[Dataset records]
+ + +

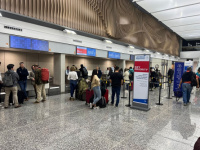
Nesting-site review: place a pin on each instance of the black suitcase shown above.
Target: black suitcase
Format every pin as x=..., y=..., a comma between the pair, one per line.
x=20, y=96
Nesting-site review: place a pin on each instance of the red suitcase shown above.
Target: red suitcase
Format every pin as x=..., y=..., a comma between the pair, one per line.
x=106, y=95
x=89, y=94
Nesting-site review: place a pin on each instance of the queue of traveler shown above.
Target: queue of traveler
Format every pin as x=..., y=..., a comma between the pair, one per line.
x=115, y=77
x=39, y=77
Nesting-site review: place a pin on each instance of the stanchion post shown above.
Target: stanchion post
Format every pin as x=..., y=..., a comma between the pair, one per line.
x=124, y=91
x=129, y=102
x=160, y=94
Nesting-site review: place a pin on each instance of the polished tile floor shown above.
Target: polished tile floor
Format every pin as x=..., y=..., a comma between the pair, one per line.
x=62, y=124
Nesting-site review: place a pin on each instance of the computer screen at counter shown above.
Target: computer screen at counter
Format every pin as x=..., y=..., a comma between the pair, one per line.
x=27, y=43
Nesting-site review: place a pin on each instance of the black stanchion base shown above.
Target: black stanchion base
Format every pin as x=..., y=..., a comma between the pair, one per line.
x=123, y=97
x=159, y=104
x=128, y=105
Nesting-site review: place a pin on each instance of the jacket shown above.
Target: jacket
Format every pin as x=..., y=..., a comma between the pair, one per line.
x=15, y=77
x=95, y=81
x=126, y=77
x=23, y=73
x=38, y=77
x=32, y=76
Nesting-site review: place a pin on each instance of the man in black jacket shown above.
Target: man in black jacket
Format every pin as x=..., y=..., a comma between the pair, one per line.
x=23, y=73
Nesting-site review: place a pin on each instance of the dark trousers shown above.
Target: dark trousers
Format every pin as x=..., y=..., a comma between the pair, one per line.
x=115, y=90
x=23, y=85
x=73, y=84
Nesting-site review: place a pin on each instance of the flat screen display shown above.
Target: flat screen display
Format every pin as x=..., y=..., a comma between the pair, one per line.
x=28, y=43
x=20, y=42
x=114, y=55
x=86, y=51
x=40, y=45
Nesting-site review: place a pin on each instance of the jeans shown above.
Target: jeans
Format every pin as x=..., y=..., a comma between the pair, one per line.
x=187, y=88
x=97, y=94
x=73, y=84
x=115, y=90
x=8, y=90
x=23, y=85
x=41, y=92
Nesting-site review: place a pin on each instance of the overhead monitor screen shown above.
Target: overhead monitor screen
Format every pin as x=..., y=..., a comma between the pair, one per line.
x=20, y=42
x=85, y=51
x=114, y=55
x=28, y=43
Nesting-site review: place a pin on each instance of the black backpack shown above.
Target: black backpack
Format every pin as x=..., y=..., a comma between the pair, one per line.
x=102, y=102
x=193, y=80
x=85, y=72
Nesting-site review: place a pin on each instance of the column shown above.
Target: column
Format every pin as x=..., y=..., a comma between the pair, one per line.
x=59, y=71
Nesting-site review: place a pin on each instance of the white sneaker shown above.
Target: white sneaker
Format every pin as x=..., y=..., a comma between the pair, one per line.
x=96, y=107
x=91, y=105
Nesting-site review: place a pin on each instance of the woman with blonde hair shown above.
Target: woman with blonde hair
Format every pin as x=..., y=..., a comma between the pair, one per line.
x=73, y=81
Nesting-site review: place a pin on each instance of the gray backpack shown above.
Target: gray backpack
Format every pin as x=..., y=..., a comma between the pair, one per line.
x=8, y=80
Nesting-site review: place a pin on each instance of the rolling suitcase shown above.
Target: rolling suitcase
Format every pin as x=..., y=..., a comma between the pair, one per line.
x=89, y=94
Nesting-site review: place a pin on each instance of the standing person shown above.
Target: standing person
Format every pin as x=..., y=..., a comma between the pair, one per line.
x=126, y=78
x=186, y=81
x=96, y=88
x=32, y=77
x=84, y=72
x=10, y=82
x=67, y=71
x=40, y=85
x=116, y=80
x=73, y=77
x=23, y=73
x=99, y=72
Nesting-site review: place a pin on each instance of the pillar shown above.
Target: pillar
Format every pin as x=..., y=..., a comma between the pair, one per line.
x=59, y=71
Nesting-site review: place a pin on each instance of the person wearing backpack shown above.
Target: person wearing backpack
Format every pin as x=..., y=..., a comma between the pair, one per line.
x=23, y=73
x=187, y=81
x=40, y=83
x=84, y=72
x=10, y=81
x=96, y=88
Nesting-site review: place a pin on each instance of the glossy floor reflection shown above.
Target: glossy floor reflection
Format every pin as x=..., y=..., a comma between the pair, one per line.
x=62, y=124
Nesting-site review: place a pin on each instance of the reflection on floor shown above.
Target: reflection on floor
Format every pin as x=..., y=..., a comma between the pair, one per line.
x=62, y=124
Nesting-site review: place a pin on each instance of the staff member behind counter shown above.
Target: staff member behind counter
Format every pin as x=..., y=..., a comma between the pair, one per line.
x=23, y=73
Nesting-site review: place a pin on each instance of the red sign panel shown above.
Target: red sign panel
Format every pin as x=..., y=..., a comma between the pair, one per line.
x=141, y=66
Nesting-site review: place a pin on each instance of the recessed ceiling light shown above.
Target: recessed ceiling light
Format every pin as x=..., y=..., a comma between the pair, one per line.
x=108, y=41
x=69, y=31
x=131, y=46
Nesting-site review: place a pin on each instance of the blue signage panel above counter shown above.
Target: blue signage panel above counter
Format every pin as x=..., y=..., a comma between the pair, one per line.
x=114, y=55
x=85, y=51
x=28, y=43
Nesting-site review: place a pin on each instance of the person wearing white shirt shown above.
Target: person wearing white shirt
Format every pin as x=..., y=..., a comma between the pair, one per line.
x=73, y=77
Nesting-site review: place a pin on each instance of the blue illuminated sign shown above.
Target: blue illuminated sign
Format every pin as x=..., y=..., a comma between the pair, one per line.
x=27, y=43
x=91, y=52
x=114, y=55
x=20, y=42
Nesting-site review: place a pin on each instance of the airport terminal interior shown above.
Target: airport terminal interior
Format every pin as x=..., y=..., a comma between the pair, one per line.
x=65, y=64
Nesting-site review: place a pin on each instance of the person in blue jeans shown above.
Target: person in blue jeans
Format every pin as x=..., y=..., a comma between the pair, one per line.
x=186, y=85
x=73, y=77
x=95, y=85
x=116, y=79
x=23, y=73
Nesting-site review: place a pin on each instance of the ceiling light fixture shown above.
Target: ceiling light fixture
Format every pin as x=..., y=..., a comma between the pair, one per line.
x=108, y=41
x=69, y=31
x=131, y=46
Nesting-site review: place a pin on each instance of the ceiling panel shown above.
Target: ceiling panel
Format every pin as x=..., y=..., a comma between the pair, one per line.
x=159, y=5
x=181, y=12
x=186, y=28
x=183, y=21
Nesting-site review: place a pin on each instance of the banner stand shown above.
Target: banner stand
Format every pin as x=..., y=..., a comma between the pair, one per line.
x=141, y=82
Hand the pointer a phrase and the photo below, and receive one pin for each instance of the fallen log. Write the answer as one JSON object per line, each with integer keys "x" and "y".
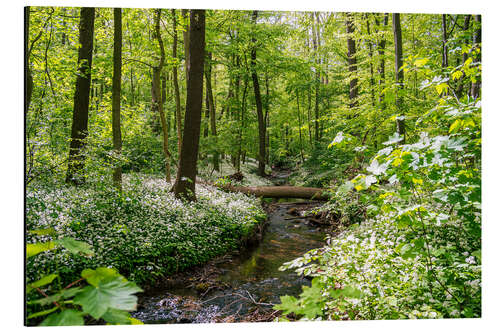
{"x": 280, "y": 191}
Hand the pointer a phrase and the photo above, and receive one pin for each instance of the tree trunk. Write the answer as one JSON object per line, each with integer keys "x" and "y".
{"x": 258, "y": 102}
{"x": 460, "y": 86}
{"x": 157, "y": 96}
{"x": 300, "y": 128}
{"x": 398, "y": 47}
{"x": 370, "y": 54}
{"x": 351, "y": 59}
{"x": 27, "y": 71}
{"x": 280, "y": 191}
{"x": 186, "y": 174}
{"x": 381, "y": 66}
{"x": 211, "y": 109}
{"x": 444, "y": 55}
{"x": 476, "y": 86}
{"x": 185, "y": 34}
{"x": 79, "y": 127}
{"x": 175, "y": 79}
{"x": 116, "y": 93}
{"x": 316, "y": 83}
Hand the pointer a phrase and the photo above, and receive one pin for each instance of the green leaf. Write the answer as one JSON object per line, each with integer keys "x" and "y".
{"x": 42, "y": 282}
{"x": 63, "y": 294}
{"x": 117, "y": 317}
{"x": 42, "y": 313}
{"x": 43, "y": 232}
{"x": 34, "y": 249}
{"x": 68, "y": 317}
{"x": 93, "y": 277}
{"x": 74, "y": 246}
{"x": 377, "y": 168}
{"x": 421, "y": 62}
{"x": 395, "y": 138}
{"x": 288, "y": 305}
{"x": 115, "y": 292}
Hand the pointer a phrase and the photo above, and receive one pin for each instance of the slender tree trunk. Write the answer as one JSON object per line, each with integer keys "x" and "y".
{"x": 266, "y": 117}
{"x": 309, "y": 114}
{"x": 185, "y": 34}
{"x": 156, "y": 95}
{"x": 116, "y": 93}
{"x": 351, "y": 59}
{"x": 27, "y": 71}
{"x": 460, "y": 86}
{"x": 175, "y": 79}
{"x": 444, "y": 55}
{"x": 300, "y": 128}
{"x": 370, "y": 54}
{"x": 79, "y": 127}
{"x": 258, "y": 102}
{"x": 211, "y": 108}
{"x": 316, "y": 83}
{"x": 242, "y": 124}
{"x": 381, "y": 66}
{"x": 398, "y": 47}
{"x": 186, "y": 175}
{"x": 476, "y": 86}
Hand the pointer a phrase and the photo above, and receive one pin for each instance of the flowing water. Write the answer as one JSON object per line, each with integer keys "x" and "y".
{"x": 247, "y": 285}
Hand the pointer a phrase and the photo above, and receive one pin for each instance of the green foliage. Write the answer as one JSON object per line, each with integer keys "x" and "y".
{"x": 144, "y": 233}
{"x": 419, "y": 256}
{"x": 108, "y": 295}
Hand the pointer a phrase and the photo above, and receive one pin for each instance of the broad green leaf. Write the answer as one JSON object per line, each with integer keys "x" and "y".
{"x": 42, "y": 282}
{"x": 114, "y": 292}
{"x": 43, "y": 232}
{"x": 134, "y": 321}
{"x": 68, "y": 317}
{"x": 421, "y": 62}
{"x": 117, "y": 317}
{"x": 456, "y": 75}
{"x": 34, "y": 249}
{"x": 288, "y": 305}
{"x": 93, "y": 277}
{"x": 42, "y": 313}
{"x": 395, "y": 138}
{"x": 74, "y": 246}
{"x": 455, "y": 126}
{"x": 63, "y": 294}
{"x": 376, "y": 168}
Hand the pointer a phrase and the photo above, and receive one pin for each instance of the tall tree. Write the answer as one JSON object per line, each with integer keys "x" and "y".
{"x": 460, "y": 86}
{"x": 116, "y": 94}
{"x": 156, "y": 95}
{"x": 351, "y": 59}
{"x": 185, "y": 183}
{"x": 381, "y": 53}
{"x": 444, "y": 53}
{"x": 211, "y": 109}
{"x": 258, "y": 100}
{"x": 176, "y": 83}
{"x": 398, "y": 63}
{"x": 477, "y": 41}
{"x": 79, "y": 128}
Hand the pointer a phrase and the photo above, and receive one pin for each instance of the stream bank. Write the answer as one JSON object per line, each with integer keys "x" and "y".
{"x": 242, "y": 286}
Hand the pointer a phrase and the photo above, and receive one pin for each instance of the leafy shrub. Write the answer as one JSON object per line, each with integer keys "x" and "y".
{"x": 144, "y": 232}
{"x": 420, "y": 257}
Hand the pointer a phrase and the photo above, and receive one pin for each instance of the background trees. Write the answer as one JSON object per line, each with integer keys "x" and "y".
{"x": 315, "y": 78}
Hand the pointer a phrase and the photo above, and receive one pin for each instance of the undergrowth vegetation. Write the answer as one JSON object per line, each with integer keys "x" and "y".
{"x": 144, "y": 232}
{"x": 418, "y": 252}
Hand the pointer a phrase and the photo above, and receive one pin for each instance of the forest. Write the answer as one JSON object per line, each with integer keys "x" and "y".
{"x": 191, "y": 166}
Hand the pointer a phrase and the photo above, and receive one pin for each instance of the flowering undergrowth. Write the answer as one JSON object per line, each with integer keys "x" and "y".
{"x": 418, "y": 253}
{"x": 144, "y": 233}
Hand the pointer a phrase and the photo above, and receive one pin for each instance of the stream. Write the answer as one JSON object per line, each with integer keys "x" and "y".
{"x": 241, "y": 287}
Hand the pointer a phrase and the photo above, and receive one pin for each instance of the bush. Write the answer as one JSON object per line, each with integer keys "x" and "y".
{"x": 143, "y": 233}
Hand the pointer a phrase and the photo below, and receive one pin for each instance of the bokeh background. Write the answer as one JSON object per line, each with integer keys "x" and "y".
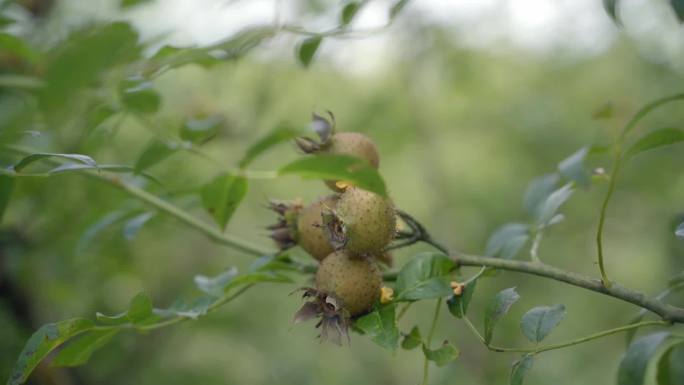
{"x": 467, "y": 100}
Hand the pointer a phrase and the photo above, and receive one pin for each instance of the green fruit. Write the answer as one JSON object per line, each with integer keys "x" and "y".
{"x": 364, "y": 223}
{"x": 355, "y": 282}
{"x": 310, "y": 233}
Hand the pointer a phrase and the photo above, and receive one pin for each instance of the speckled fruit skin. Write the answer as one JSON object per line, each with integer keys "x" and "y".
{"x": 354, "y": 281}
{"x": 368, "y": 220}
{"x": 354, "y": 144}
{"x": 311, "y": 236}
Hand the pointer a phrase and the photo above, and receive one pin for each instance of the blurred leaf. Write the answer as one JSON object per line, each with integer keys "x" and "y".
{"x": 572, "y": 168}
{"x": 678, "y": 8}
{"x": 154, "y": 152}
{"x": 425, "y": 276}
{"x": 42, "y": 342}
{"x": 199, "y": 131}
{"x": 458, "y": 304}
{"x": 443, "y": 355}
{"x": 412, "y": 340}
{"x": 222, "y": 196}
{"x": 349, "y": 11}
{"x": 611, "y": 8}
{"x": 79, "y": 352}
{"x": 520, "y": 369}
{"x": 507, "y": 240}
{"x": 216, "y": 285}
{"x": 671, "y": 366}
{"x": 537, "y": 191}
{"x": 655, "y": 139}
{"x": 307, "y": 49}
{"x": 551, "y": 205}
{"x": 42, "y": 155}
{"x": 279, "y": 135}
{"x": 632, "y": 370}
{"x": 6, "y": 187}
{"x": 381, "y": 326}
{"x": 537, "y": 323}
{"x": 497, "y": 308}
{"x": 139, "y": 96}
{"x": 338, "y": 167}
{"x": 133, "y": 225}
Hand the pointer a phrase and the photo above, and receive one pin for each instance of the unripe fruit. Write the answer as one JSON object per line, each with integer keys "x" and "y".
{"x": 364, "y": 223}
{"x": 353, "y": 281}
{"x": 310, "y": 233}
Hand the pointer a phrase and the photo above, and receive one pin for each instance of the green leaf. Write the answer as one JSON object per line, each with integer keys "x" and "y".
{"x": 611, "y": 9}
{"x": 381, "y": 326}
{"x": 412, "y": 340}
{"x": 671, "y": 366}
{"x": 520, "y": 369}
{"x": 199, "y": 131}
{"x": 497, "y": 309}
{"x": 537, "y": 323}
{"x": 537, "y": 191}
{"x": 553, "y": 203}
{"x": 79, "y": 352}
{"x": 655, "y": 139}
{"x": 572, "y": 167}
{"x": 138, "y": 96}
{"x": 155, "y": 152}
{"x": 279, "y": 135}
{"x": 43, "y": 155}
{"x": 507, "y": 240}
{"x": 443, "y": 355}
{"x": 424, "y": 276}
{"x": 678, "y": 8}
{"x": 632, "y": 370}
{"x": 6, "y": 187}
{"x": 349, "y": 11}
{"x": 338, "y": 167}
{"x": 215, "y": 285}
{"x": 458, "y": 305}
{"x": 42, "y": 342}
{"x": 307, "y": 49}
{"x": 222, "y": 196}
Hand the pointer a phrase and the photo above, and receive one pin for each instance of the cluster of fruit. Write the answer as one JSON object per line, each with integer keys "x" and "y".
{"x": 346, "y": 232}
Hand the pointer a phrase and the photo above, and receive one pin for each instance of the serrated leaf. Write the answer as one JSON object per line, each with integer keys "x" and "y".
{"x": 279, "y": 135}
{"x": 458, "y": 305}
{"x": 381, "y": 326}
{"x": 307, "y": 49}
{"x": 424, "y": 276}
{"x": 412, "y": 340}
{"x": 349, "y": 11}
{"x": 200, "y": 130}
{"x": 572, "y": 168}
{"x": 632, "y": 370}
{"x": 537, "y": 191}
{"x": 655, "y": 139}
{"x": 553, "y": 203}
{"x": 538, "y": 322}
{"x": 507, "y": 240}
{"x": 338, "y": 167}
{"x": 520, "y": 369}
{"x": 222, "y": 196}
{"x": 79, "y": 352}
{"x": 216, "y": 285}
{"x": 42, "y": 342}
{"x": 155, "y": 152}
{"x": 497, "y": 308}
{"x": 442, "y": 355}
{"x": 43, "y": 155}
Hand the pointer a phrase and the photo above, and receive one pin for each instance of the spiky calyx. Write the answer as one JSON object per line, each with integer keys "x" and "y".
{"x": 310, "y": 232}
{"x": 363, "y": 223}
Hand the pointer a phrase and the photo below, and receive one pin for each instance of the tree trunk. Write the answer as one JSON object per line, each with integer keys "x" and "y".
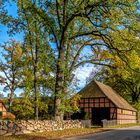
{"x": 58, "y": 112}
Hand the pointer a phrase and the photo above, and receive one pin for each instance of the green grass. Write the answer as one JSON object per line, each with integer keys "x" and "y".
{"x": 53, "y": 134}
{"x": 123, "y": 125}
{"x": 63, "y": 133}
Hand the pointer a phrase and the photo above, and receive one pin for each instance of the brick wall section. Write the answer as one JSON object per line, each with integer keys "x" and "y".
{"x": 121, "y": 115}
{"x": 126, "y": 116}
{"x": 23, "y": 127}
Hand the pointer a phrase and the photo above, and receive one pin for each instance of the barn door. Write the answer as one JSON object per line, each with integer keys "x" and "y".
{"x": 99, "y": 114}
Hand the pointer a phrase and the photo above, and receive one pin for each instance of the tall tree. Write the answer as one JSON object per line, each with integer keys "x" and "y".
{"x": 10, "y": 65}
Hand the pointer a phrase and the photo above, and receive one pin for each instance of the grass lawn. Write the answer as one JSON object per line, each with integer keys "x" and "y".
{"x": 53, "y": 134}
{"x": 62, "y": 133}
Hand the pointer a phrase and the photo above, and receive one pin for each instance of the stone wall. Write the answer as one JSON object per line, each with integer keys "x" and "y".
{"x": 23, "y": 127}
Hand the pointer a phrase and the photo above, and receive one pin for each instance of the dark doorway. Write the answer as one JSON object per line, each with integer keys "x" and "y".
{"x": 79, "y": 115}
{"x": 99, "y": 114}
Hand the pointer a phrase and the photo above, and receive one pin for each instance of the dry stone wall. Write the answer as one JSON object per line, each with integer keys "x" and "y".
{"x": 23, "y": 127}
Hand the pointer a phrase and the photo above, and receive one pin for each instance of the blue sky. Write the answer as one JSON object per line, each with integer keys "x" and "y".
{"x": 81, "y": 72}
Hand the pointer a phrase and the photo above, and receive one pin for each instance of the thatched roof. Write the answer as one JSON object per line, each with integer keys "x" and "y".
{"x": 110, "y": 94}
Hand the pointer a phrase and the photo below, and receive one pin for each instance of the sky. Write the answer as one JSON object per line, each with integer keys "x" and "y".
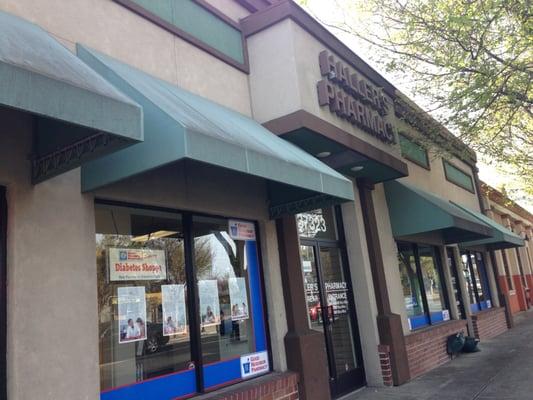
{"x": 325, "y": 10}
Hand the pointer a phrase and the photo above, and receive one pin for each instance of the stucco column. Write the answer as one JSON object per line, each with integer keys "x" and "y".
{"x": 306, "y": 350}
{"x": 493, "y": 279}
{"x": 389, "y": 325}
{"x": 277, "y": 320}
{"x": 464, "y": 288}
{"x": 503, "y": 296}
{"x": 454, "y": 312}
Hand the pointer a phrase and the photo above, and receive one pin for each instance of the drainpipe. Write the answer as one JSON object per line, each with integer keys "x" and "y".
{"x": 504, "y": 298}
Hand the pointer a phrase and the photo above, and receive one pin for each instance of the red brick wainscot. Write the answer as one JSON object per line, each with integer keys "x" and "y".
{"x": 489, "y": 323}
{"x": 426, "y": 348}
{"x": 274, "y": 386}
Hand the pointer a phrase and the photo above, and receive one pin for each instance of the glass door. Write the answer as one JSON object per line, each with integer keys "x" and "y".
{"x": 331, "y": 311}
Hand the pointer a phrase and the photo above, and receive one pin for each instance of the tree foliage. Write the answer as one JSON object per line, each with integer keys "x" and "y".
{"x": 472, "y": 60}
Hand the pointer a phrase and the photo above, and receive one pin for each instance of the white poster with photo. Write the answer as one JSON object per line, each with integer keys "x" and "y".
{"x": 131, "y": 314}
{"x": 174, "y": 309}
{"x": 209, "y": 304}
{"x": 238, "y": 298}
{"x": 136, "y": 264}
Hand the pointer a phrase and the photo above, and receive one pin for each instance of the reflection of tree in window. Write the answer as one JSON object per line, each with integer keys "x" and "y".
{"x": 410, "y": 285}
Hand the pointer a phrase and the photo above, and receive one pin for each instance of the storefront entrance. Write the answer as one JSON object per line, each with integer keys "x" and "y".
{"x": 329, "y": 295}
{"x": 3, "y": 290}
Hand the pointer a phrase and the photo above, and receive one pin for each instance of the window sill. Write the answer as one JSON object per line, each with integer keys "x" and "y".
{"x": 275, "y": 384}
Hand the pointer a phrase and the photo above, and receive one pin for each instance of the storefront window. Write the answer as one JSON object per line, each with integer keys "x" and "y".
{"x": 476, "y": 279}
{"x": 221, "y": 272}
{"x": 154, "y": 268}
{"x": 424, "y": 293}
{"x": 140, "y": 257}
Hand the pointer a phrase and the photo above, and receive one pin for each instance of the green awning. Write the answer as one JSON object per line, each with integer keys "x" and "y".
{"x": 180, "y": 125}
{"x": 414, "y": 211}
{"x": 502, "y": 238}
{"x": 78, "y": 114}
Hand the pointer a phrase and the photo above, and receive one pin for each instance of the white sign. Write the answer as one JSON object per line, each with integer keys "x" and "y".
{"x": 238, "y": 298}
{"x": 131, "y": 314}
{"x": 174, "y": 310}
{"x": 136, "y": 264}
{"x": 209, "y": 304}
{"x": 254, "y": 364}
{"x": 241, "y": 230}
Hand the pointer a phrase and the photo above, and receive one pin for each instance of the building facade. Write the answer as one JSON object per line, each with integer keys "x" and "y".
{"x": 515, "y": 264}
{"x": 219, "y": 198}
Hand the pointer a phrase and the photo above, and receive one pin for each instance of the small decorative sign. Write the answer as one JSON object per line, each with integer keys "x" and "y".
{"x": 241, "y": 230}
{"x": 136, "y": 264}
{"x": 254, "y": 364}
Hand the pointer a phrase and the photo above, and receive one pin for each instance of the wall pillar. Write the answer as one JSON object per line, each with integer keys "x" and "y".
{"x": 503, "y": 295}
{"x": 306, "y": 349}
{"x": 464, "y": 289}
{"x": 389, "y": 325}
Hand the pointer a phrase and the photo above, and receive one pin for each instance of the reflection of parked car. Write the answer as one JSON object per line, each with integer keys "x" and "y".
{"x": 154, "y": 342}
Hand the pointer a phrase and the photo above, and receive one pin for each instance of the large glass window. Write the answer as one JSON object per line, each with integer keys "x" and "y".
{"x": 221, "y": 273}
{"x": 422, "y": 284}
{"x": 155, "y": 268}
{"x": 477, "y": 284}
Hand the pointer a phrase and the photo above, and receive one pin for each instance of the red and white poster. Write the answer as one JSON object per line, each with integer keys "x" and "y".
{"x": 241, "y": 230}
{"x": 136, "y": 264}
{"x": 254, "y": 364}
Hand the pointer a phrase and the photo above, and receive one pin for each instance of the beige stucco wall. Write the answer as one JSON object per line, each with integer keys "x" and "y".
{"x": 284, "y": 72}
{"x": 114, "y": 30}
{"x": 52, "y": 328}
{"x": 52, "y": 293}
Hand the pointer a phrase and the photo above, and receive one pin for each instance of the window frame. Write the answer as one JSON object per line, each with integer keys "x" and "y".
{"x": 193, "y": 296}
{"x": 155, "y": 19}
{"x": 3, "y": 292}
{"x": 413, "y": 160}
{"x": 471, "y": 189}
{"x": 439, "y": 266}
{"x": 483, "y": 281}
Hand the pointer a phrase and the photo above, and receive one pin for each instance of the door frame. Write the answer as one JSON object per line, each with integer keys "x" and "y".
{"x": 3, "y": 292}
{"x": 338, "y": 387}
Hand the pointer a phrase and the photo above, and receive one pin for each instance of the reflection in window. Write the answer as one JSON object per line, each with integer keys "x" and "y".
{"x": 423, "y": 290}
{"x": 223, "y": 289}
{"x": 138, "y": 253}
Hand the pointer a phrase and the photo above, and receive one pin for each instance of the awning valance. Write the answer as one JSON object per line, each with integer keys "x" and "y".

+ + +

### WHAT IS NEEDED:
In the records above, locate the lines holding the word "display". Copy each of them.

### EXERCISE OUTPUT:
Nesting-site review: place a pin on each instance of the flat screen display shown above.
Target: flat screen display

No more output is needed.